» EXERCISE BRIEF
Reproduce the listing below word for word, from its first line through the line that contains "x=743 y=280", with both of those lines included.

» INPUT
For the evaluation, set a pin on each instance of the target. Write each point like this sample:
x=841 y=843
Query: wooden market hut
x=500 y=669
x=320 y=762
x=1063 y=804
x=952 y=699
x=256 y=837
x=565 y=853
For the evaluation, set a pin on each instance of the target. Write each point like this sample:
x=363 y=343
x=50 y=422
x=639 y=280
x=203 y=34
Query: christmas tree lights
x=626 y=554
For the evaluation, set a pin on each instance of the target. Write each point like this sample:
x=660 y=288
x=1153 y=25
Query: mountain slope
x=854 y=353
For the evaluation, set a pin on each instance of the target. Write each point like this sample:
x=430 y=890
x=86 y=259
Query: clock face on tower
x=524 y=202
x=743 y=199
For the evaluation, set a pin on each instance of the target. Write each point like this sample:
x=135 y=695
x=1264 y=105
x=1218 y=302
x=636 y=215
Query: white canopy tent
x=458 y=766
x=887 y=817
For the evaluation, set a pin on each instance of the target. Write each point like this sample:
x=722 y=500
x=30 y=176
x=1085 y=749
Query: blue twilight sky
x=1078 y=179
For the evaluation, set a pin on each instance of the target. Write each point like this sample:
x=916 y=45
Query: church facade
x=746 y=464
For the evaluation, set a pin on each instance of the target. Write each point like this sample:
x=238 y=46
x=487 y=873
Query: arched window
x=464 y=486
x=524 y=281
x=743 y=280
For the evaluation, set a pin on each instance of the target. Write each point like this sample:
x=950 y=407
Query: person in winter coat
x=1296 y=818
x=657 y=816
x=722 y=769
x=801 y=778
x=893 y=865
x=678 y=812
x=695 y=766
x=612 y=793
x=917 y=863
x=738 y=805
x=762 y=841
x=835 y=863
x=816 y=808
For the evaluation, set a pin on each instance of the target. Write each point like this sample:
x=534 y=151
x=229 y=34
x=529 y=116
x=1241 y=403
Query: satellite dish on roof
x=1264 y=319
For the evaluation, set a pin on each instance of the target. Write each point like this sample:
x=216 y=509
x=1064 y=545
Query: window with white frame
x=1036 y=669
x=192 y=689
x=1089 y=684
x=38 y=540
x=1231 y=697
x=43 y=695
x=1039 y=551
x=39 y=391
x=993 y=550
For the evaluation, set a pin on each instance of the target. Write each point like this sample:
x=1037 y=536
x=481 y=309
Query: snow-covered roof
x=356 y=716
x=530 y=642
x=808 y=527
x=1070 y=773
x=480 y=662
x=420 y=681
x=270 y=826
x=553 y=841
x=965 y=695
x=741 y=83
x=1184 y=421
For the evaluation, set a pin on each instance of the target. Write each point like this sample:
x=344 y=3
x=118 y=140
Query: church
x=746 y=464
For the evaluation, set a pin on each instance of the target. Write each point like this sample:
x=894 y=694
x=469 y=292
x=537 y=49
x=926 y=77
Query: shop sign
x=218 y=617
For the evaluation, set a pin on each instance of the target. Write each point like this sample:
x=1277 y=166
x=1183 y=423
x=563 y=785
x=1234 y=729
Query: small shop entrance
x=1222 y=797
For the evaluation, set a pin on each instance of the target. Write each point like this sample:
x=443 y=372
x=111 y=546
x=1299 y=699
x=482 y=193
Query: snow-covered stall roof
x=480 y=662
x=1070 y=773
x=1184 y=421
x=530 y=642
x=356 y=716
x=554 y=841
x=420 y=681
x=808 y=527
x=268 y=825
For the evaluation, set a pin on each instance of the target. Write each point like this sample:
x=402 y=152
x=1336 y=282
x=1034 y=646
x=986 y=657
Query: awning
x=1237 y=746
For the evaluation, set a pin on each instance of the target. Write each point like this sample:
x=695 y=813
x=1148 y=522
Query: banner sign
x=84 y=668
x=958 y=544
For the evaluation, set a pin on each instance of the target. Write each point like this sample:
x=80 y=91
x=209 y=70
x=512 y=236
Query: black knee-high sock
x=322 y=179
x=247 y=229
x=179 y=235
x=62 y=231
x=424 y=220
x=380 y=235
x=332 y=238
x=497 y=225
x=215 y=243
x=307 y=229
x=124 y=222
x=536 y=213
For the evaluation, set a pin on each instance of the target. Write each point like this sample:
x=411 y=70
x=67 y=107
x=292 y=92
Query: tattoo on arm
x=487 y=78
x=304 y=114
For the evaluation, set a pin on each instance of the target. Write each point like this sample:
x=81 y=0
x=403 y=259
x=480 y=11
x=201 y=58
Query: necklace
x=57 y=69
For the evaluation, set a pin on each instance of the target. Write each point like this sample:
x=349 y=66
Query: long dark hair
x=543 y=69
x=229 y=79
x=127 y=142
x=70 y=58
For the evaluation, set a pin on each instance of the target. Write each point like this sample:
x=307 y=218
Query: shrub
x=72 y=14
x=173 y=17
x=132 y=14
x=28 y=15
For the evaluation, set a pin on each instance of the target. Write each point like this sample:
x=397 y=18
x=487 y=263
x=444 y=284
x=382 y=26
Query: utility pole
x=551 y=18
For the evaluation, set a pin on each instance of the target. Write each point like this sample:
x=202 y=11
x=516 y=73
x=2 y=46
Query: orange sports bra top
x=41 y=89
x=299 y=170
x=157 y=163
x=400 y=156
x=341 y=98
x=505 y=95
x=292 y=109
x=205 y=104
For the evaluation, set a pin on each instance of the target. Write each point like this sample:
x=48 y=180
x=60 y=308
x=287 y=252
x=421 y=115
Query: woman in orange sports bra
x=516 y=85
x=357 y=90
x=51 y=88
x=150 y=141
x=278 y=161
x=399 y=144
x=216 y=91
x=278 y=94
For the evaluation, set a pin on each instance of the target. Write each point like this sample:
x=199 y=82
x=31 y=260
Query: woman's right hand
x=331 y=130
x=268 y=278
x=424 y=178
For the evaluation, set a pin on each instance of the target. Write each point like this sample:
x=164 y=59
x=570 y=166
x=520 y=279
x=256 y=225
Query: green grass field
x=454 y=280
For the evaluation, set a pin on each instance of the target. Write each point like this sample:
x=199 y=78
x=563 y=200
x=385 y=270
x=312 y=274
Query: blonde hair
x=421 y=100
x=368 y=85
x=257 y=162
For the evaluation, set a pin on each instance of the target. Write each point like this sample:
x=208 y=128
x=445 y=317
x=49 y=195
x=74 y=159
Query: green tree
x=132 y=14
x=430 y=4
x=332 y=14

» FINISHED EXERCISE
For the evaluation, set a pin on each instance of the target. Write each point like this sample:
x=841 y=843
Query: wooden market hut
x=500 y=669
x=320 y=762
x=1063 y=804
x=952 y=699
x=256 y=837
x=565 y=853
For the evaluation, set a pin on each instance of the target. Write each point like this sample:
x=363 y=343
x=50 y=422
x=639 y=280
x=203 y=34
Query: christmas tree lights
x=626 y=554
For the evaluation, set a pin on each instance of the target. Write each point like this sample:
x=660 y=288
x=1153 y=25
Query: mountain slope
x=854 y=353
For the evaluation, set a pin on each instance of the target. Write each point like this sample:
x=430 y=890
x=86 y=259
Query: clock face on tower
x=524 y=202
x=743 y=199
For the evaluation, set a pin on each instance of the target. Write each point like this sample:
x=135 y=695
x=1264 y=105
x=1218 y=302
x=636 y=215
Query: white canopy tent
x=458 y=766
x=887 y=817
For the evaluation, set a pin on each instance of the target. Write each point like this sample:
x=722 y=500
x=30 y=176
x=1085 y=749
Query: blue twilight sky
x=1078 y=179
For the evaluation, set a pin on each instance of the target. Write each point like this sample:
x=916 y=45
Query: church facade
x=746 y=464
For the evaluation, set a pin on each instance of the target. Write each point like this sample:
x=238 y=46
x=487 y=873
Query: arched window
x=464 y=486
x=524 y=281
x=743 y=280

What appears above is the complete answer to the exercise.